Copy the durable human-in-the-loop page from "Some actions need" up to and including "agent = await ReactiveAgents.create()", but switch "checkpoint" to "snapshot".

***** Selected extract

Durable Human-in-the-Loop

Some actions need a human’s sign-off before they run — a shell command, a file write, a payment. Durable human-in-the-loop (HITL) lets an agent pause on those calls, persist the pause to disk, and hand control back so the process can exit. A human then approves or denies from any process — a CLI, a web dashboard, a different worker — and the run resumes from its checkpoint to completion.

It is built on the same durable RunStore as crash-resume: the decision and the paused checkpoint live in SQLite, so approve/deny works across process and machine boundaries.

Enabling it

.withApprovalPolicy() names which tool calls require approval. mode: "detach" (the default once .withDurableRuns() is set) makes a gated call pause durably.

import { ReactiveAgents } from "reactive-agents";

const agent = await ReactiveAgents.create()
  .withModel({ provider: "anthropic", model: "claude-sonnet-4-6" })
  .withTools({ tools: [/* ... */] })
  .withDurableRuns()
  .withApprovalPolicy({
    tools: ["shell-execution", "file-write"], // names that must pause
    mode: "detach",                           // durable pause (default with durable runs)
  })
  .build();

You can also gate by predicate instead of (or in addition to) a name list:

.withApprovalPolicy({
  requireFor: ({ toolName, iteration }) => toolName.startsWith("delete-") || iteration > 10,
  mode: "detach",
})

mode: "detach" requires .withDurableRuns() — a detached pause needs a durable store to persist it. build() throws if it is missing. Use mode: "block" for the in-process approval gate (no durable pause).

Pausing

When the agent hits a gated call, the run pauses durably and hands control back. Use whichever entrypoint you already use — run() or runStream().

With run() the result carries status: "awaiting-approval" and a pendingApproval descriptor:

const result = await agent.run("clean up the temp files");
if (result.status === "awaiting-approval") {
  const { runId, toolName, args } = result.pendingApproval!;
  // The process can now exit. The pause is persisted under runId.
}

With runStream() the terminal event carries the same pendingApproval:

for await (const event of agent.runStream("clean up the temp files")) {
  if (event._tag === "StreamCompleted" && event.pendingApproval) {
    const { runId, toolName, args } = event.pendingApproval;
  }
}

Same-process convenience: `onApproval`

For interactive/CLI use, pass an onApproval callback — run() drives the whole pause → decide → resume loop in one call and returns the final result. You never touch the runId:

const result = await agent.run("clean up the temp files", {
  onApproval: async ({ toolName, args }) => {
    // return true to approve, false to deny, or { approve, reason }
    return confirm(`Run ${toolName}(${JSON.stringify(args)})?`);
  },
});

Approving or denying — from any process

A fresh process (or the same one) lists what is waiting and decides:

const waiting = await agent.listPendingApprovals();
// → [{ runId, gateId, toolName, args, task, updatedAt }]  (empty if nothing is paused)

**********
***** Extracted information

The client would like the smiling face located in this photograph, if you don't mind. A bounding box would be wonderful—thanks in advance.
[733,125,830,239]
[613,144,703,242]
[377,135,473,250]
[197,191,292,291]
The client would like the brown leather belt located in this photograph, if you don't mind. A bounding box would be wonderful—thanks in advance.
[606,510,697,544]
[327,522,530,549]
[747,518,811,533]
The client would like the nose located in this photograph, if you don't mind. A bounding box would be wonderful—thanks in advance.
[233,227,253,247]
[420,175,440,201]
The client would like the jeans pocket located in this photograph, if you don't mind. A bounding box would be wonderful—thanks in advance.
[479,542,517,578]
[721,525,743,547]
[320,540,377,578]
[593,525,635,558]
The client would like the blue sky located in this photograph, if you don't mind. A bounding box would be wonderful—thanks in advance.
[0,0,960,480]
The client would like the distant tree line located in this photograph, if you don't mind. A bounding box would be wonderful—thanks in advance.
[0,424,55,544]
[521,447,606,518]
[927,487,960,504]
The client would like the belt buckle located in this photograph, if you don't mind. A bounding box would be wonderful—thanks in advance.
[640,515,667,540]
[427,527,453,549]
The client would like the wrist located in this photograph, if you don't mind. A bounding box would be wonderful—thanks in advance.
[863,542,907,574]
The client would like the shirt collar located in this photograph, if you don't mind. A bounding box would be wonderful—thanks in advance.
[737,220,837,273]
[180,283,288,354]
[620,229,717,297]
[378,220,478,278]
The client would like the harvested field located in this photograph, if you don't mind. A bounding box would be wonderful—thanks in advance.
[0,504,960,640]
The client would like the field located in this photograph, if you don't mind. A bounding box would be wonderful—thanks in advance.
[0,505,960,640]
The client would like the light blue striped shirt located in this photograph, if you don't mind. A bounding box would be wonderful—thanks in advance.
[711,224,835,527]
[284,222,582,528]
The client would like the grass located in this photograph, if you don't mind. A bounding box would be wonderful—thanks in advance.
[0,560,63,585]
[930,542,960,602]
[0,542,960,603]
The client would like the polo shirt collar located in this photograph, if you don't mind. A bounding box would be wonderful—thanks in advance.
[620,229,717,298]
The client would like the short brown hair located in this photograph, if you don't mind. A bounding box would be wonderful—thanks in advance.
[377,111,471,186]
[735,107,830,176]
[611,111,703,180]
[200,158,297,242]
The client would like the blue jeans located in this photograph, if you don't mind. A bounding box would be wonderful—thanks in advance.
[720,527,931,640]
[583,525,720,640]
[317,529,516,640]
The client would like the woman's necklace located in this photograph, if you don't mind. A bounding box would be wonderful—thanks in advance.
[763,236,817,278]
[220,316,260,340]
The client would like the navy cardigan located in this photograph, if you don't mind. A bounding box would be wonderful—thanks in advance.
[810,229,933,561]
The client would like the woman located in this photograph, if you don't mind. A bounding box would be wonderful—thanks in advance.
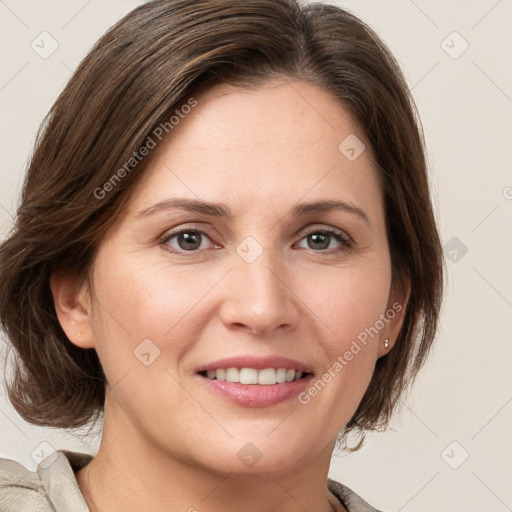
[0,0,442,512]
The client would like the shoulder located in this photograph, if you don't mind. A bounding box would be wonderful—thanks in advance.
[328,478,382,512]
[0,450,89,512]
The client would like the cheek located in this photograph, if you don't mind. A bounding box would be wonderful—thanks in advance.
[298,261,391,353]
[89,255,222,377]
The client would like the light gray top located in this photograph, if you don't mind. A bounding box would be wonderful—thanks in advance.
[0,450,380,512]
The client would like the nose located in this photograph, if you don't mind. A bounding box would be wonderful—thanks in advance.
[220,249,300,335]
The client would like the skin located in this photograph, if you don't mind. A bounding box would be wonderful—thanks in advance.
[51,80,406,512]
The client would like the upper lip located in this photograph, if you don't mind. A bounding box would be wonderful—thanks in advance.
[196,355,313,373]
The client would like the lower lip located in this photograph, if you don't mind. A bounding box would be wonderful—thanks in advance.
[198,375,313,407]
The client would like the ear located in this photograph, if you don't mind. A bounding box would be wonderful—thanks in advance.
[377,276,411,357]
[50,271,94,348]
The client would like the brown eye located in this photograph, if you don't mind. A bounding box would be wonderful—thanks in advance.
[163,229,211,252]
[301,229,350,252]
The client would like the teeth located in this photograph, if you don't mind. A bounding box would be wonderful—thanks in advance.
[258,368,277,386]
[201,368,304,386]
[239,368,261,384]
[276,368,286,384]
[226,368,240,382]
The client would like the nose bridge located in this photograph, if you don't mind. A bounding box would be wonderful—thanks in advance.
[223,237,298,334]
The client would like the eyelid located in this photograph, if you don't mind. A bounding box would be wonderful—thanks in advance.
[159,222,354,255]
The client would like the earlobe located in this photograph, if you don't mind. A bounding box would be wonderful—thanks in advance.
[50,271,94,348]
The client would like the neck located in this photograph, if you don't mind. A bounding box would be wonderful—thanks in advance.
[77,402,344,512]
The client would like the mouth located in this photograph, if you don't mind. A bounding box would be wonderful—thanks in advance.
[196,357,314,407]
[198,367,309,386]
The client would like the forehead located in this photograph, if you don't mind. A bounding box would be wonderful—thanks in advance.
[122,80,382,222]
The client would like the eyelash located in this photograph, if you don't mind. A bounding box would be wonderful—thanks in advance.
[160,226,353,256]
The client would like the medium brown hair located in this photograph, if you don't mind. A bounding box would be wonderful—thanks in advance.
[0,0,443,448]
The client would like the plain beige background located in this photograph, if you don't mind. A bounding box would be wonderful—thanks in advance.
[0,0,512,512]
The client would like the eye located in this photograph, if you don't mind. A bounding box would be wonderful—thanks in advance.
[162,228,216,252]
[294,228,351,252]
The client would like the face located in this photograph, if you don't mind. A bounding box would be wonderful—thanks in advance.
[52,81,402,473]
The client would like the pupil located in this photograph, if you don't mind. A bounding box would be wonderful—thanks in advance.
[178,233,201,251]
[309,233,329,249]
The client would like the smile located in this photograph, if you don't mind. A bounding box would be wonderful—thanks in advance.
[200,367,305,386]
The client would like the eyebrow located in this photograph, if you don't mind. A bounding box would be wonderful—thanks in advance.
[135,198,370,224]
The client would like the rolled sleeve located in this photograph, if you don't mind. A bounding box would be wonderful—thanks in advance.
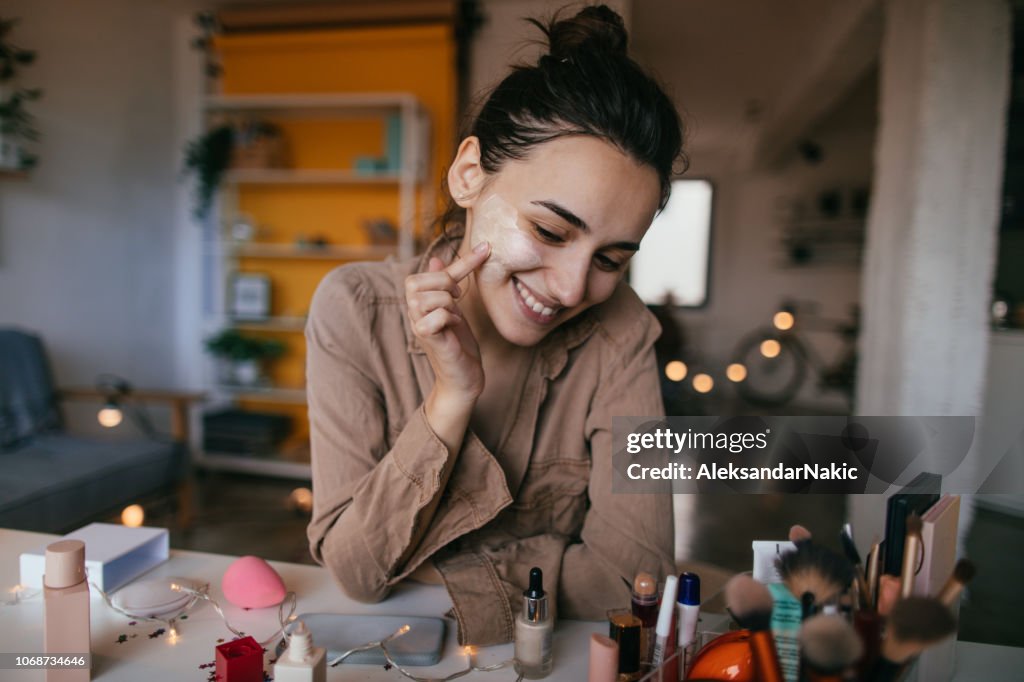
[306,268,511,601]
[437,311,675,645]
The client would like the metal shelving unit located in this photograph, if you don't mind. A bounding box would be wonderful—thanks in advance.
[196,92,433,480]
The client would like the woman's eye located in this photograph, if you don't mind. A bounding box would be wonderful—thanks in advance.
[531,222,565,244]
[594,254,624,272]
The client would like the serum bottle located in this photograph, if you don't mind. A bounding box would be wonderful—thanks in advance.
[515,566,555,680]
[273,621,327,682]
[43,540,91,682]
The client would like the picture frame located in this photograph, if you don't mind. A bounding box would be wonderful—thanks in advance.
[227,272,270,322]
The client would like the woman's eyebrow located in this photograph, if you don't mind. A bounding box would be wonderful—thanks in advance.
[530,200,590,232]
[530,200,640,251]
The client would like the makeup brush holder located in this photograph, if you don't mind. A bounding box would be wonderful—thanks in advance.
[639,649,686,682]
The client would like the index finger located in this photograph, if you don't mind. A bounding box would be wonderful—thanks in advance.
[445,242,490,282]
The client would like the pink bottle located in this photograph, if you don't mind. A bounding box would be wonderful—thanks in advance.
[43,540,91,682]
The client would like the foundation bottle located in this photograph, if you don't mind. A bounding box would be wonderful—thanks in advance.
[515,566,555,680]
[43,540,91,682]
[273,621,327,682]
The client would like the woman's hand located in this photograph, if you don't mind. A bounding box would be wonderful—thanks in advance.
[406,242,490,421]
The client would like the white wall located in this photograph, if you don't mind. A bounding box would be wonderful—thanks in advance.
[468,0,633,104]
[0,0,180,393]
[678,82,874,409]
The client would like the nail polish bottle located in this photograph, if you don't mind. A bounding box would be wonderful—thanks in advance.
[515,566,555,680]
[633,572,657,666]
[43,540,91,682]
[273,621,327,682]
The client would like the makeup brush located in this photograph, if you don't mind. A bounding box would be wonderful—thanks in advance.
[775,541,853,606]
[725,574,783,682]
[935,559,975,606]
[800,615,864,682]
[876,574,900,615]
[839,523,867,608]
[900,514,924,599]
[866,541,882,608]
[790,523,811,545]
[868,597,956,682]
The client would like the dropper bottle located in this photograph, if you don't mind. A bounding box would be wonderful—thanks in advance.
[515,566,555,680]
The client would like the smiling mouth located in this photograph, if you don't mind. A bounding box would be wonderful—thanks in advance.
[513,280,558,323]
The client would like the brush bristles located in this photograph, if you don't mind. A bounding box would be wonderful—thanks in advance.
[889,597,956,644]
[725,574,774,632]
[839,530,860,565]
[790,523,811,544]
[953,559,976,585]
[775,543,853,604]
[800,615,864,674]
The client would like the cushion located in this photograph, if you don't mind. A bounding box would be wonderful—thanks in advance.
[0,328,60,450]
[0,433,185,532]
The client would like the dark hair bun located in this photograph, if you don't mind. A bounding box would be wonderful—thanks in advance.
[539,5,629,60]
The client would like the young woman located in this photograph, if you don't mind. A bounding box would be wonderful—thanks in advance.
[306,6,681,645]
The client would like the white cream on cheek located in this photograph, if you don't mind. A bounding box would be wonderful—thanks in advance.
[471,195,544,283]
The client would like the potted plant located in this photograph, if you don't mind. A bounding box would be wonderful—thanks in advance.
[0,19,43,170]
[184,124,234,220]
[206,329,285,386]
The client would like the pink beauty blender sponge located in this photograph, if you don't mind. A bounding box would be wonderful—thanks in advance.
[220,556,287,608]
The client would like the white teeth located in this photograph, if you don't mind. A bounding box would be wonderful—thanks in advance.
[515,282,555,317]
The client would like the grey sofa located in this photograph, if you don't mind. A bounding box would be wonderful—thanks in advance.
[0,328,196,532]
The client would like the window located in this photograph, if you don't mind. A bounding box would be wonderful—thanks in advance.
[630,180,712,307]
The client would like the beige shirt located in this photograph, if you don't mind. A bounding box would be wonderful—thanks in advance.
[306,228,675,645]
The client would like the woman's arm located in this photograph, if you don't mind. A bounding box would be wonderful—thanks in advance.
[306,266,511,601]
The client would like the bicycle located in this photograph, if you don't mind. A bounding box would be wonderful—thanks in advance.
[729,301,860,408]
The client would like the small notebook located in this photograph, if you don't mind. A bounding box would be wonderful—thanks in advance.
[882,472,942,576]
[289,613,444,667]
[913,495,959,682]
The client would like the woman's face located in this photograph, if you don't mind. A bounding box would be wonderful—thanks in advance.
[456,135,660,346]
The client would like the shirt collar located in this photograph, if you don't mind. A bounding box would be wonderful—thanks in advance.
[395,225,598,379]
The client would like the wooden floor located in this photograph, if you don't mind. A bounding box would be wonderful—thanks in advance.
[138,474,1024,646]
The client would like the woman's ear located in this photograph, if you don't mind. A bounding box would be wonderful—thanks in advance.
[449,135,486,208]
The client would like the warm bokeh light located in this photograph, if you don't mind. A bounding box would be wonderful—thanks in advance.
[121,505,145,528]
[725,363,746,383]
[761,339,782,357]
[665,360,687,381]
[288,487,313,512]
[771,310,796,332]
[96,406,123,429]
[693,374,715,393]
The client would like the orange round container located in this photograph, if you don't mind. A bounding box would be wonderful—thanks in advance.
[686,630,756,682]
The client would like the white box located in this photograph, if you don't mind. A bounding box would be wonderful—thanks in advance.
[20,523,170,592]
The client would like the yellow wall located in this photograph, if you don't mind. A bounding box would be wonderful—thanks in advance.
[216,26,456,450]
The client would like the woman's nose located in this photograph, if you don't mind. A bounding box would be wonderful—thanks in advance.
[548,250,591,308]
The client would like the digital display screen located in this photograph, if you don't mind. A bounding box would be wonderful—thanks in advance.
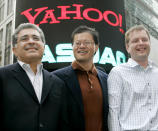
[15,0,127,73]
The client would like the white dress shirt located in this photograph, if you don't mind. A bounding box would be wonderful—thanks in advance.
[18,60,43,102]
[108,58,158,131]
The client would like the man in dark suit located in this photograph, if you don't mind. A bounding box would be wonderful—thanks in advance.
[52,26,108,131]
[0,23,67,131]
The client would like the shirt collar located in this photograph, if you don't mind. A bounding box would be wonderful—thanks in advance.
[127,58,153,68]
[71,60,97,76]
[18,60,43,72]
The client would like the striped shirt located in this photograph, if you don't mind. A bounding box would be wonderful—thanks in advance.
[108,58,158,131]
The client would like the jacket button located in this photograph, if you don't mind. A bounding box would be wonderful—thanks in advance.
[39,123,44,128]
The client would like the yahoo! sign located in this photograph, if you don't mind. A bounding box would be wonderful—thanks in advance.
[15,0,126,72]
[21,4,124,33]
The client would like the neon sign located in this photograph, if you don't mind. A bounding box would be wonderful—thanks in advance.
[15,0,127,73]
[42,43,126,66]
[21,4,124,33]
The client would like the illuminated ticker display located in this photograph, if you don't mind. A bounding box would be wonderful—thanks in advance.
[42,43,126,66]
[15,0,127,72]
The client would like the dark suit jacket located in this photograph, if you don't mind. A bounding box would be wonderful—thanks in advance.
[52,66,108,131]
[0,63,67,131]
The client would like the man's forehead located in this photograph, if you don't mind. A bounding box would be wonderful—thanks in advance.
[129,30,147,38]
[18,28,40,36]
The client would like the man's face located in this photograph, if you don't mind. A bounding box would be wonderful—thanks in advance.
[126,30,150,62]
[73,32,98,63]
[13,28,44,63]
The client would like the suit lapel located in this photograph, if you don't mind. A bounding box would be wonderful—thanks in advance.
[41,70,52,104]
[66,66,84,113]
[12,63,38,102]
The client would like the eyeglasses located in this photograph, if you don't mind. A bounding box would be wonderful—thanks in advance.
[73,41,94,47]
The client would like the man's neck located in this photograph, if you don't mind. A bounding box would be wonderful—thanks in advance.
[76,61,93,71]
[19,61,41,74]
[134,59,148,68]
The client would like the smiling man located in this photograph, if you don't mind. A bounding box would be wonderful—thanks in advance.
[0,23,67,131]
[108,25,158,131]
[53,26,108,131]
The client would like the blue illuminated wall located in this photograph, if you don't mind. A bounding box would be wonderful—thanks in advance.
[15,0,127,72]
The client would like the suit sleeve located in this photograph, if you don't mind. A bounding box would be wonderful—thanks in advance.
[60,83,70,131]
[108,70,122,131]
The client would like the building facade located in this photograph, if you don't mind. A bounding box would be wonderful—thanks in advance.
[0,0,158,66]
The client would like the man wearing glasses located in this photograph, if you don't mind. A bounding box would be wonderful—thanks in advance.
[53,26,108,131]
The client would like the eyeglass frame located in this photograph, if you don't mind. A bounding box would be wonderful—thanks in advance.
[73,41,95,47]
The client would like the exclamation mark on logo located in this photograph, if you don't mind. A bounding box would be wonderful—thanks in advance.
[119,14,125,34]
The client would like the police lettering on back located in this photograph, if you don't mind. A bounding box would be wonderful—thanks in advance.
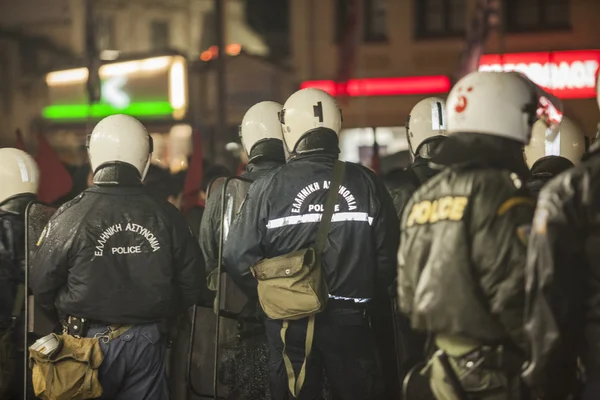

**********

__Response area__.
Some actions need a human’s sign-off before they run — a shell command, a file write, a payment. Durable human-in-the-loop (HITL) lets an agent pause on those calls, persist the pause to disk, and hand control back so the process can exit. A human then approves or denies from any process — a CLI, a web dashboard, a different worker — and the run resumes from its snapshot to completion.

It is built on the same durable RunStore as crash-resume: the decision and the paused snapshot live in SQLite, so approve/deny works across process and machine boundaries.

Enabling it

.withApprovalPolicy() names which tool calls require approval. mode: "detach" (the default once .withDurableRuns() is set) makes a gated call pause durably.

import { ReactiveAgents } from "reactive-agents";

const agent = await ReactiveAgents.create()